[EXTRACT TO READ — start]
Top 10 Healthy Food Alternatives

If you talk to the average person about dieting, they’ll usually assume it’s about deprivation and misery. It may be difficult to reign in some of your nasty habits at first, but it doesn’t have to be a miserable experience in the long run. And you certainly don’t have to deprive yourself of good tasting, satisfying foods. It’s just a matter of a few simple substitutions, and you will be well on your way to weighing less.

The following are 10 food substitutions that will save you thousands of calories over the course of a year, and not be bland or boring in the process.

1. Instead of chocolate, try carob. Chocolate is first on the list because it’s first on most people’s list of guilty pleasures. I’m not here to tell you to do away with anything forever. Moderation is key to lasting health.

In fact, dark chocolate has gotten good press in recent years for having potent antioxidants that fight free radicals, destructive molecules that are connected to heart disease and other ailments. But if you like to do more than dabble in chocolate’s decadent sweetness, try to substitute the little known carob, a Mediterranean tree that produces pea-like pods that produce the sweet concoction.

It’s not that carob is superior nutritiously, but it has a couple things going for it: Carob has 51 calories per ounce to cocoa powders
98. But even more significant is that carob is naturally sweeter than (or, perhaps more accurately, not as bitter as) chocolate, so you don’t have to use as much sugar with it in recipes.

2. Instead of white bread, switch to whole wheat. I grew up on white bread, but have spent most of my adult life exclusively buying whole wheat. Once you go whole wheat, you wonder how Wonder Bread ever tasted like bread to you. Since it’s whole grain it has more nuanced and substantive taste. White bread is bleached flour (does that even sound close to healthy?) and is enriched with things like high fructose corn syrup. Whole wheat bread is unprocessed, so your body has to spend energy (calories) digesting it.

Be a wary shopper, because not all wheat breads are created equal.
Manufactures will try to trick you with fancy word plays on wheat. Make sure that the first ingredient is a “whole” grain.

3. Instead of a salad dressing, try vinegar. Salad dressings are a great way to kill a perfectly healthy salad with hundreds of useless calories. Use a balsamic vinegar and it will add nary a calorie to your salad.
[EXTRACT TO READ — finish]
### REQUIRED ACTIONS:
1 – According to the article on healthy food alternatives, how many calories does carob have per ounce?
2 – Rewrite the part of the healthy food alternatives article starting at "It’s not that" and ending at "(calories) digesting it.", swapping "sugar" for "honey".
3 – Write the next part of the article on healthy food alternatives, picking up after its last sentence.
[INFORMATION GIVEN — start]
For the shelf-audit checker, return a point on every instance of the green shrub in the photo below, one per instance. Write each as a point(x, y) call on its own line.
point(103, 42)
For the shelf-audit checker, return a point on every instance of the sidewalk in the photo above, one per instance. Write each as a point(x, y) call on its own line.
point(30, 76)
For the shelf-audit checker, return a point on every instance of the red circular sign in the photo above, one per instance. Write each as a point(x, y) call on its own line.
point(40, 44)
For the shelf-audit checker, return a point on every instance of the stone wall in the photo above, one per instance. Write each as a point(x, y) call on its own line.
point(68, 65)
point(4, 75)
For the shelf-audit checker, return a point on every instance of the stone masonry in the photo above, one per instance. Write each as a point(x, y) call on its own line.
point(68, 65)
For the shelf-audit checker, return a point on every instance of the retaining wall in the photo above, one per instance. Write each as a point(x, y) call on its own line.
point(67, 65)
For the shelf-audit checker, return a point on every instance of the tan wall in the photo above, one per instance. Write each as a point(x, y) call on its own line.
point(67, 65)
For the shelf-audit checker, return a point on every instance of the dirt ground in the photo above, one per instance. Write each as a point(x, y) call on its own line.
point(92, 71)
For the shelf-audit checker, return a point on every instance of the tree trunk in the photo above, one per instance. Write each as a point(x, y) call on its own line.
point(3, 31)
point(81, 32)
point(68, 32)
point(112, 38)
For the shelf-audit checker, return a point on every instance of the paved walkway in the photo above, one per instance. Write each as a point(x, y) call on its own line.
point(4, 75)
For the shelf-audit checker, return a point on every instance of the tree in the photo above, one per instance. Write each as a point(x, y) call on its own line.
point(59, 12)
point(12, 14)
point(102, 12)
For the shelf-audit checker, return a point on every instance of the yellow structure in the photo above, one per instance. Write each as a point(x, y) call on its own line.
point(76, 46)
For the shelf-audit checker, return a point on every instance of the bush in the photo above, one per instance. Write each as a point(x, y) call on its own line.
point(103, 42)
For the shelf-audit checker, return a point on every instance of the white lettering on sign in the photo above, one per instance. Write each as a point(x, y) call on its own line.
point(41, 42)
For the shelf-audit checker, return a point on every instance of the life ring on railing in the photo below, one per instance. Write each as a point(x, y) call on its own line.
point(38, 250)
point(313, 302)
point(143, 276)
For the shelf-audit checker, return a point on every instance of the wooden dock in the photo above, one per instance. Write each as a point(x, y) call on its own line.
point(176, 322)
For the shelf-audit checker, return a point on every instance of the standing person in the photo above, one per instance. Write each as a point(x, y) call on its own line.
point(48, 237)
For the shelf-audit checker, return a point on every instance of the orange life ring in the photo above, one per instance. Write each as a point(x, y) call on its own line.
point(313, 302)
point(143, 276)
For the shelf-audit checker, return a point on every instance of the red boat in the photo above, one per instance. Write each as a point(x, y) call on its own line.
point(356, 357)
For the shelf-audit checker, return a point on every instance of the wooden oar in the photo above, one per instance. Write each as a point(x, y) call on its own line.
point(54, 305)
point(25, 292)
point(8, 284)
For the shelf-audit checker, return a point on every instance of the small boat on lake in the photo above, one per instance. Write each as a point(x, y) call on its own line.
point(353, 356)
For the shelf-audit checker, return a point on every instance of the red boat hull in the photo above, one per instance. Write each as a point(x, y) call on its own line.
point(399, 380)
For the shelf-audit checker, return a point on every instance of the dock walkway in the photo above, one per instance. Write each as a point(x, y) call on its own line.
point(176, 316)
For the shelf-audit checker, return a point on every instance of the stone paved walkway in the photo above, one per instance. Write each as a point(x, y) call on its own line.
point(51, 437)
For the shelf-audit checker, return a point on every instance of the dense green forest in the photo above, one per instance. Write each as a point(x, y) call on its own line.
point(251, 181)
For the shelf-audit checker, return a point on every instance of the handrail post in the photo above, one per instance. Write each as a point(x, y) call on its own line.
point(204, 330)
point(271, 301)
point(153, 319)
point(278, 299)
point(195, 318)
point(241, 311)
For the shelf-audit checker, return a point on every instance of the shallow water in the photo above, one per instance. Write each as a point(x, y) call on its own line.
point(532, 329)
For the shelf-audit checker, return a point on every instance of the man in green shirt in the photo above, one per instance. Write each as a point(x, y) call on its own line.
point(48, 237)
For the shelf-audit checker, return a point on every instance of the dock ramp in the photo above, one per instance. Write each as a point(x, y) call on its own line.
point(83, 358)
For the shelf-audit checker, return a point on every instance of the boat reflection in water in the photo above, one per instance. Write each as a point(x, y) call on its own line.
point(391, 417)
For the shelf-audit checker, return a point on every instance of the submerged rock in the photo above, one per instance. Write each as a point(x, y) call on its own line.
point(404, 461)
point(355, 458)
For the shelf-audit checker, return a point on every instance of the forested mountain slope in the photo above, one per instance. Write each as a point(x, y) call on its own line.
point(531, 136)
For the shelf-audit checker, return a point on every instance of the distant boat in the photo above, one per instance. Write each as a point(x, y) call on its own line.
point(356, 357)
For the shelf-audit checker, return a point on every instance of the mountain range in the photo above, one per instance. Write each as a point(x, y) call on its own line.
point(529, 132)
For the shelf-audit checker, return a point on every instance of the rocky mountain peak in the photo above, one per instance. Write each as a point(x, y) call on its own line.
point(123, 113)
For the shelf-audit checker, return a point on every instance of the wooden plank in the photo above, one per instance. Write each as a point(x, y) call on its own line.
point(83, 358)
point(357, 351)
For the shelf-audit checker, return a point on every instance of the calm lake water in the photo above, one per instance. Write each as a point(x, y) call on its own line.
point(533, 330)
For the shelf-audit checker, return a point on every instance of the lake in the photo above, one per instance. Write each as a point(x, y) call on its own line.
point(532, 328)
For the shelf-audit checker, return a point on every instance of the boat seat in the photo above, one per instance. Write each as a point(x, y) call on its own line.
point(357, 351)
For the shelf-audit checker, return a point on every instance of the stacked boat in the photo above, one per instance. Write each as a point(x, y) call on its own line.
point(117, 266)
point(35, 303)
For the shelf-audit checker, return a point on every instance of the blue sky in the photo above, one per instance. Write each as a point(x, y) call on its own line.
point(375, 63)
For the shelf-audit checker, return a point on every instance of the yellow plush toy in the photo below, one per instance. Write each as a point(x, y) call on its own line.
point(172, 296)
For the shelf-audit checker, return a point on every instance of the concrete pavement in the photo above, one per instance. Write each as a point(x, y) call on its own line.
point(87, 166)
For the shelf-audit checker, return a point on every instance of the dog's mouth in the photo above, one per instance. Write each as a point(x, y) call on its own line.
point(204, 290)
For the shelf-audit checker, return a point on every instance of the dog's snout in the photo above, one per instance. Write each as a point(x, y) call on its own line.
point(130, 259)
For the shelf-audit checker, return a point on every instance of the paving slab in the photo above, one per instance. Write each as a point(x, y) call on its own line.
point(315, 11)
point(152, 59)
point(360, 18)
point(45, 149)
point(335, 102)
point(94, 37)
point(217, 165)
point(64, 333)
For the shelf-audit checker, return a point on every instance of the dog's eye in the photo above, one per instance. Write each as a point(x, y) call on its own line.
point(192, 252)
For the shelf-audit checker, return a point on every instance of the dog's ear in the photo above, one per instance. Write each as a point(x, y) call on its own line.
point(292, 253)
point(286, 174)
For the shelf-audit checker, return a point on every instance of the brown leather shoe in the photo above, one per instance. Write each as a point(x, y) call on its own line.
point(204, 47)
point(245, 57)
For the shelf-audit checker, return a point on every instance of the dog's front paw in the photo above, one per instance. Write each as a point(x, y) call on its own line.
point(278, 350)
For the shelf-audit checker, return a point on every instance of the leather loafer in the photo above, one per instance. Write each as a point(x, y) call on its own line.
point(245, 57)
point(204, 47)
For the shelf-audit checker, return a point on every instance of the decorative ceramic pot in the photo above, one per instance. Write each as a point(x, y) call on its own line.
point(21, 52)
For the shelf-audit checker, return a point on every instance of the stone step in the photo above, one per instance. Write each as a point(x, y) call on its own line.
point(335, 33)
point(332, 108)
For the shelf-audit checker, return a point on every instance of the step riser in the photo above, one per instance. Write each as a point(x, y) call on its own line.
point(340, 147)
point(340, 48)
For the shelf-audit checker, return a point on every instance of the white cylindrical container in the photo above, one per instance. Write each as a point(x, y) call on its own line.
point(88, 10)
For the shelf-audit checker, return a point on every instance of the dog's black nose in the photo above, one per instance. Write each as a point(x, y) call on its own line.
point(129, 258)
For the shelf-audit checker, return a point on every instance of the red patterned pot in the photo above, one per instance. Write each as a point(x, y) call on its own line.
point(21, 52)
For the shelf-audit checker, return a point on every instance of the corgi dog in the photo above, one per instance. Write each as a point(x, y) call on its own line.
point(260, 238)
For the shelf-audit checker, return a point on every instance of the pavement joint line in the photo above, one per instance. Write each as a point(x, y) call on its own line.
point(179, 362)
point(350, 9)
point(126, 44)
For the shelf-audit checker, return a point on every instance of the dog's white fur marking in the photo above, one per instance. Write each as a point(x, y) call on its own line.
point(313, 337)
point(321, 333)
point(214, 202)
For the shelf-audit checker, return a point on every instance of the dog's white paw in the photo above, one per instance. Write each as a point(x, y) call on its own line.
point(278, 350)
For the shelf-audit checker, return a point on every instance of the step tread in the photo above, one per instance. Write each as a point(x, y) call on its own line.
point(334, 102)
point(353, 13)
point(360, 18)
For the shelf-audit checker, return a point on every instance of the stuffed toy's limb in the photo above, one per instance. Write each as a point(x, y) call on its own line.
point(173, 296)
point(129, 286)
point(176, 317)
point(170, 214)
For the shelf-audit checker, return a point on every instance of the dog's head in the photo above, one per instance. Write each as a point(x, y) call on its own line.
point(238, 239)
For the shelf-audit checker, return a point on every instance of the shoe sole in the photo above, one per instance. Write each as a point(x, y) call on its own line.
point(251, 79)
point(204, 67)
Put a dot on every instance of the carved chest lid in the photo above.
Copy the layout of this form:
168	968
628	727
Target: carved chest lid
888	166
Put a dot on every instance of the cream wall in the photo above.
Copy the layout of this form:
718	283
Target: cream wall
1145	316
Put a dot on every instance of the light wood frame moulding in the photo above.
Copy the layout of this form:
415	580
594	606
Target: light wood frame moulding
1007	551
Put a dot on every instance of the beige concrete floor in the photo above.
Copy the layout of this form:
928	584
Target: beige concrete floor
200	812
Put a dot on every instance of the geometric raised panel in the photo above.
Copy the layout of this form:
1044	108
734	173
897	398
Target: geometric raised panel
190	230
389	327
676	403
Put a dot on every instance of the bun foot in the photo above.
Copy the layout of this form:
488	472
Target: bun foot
[INFORMATION GIVEN — finish]
### YOUR WRITTEN ANSWERS:
1 – Carob has 51 calories per ounce.

2 –
It’s not that carob is superior nutritiously, but it has a couple things going for it: Carob has 51 calories per ounce to cocoa powders
98. But even more significant is that carob is naturally sweeter than (or, perhaps more accurately, not as bitter as) chocolate, so you don’t have to use as much honey with it in recipes.

2. Instead of white bread, switch to whole wheat. I grew up on white bread, but have spent most of my adult life exclusively buying whole wheat. Once you go whole wheat, you wonder how Wonder Bread ever tasted like bread to you. Since it’s whole grain it has more nuanced and substantive taste. White bread is bleached flour (does that even sound close to healthy?) and is enriched with things like high fructose corn syrup. Whole wheat bread is unprocessed, so your body has to spend energy (calories) digesting it.

3 –
4. Drop the dip and use salsa. Tomatoes, cilantro, onions, maybe garlic… have you heard anything that sounds unhealthy? Then I think you know why salsa is a much better choice than most chip dips. Chips aren’t exactly a healthy snack, but if you’re going to indulge now and again, the least you can do is cut out the fatty processed creamy dips.

5. of those aforementioned chips, you should try more air-popped popcorn. Do you know anyone who doesn’t like popcorn? Either do I. You’ll also like that a cup of popcorn has about 30 calories compared to 140 calories in an ounce of tortilla chips. And we all know an ounce of chips isn’t going to be where you stop.

6. Bacon… any way you slice it, turkey is better than pork. Bacon is probably the single biggest reason many of us can’t be vegetarians.
It’s a fatty vice that’s hard to quit. Purdue turkey bacon has about
50 calories in 2 slices and 1 gram of saturated fat, where some regular pork versions can have 14 times the saturated fat and more than twice the calories.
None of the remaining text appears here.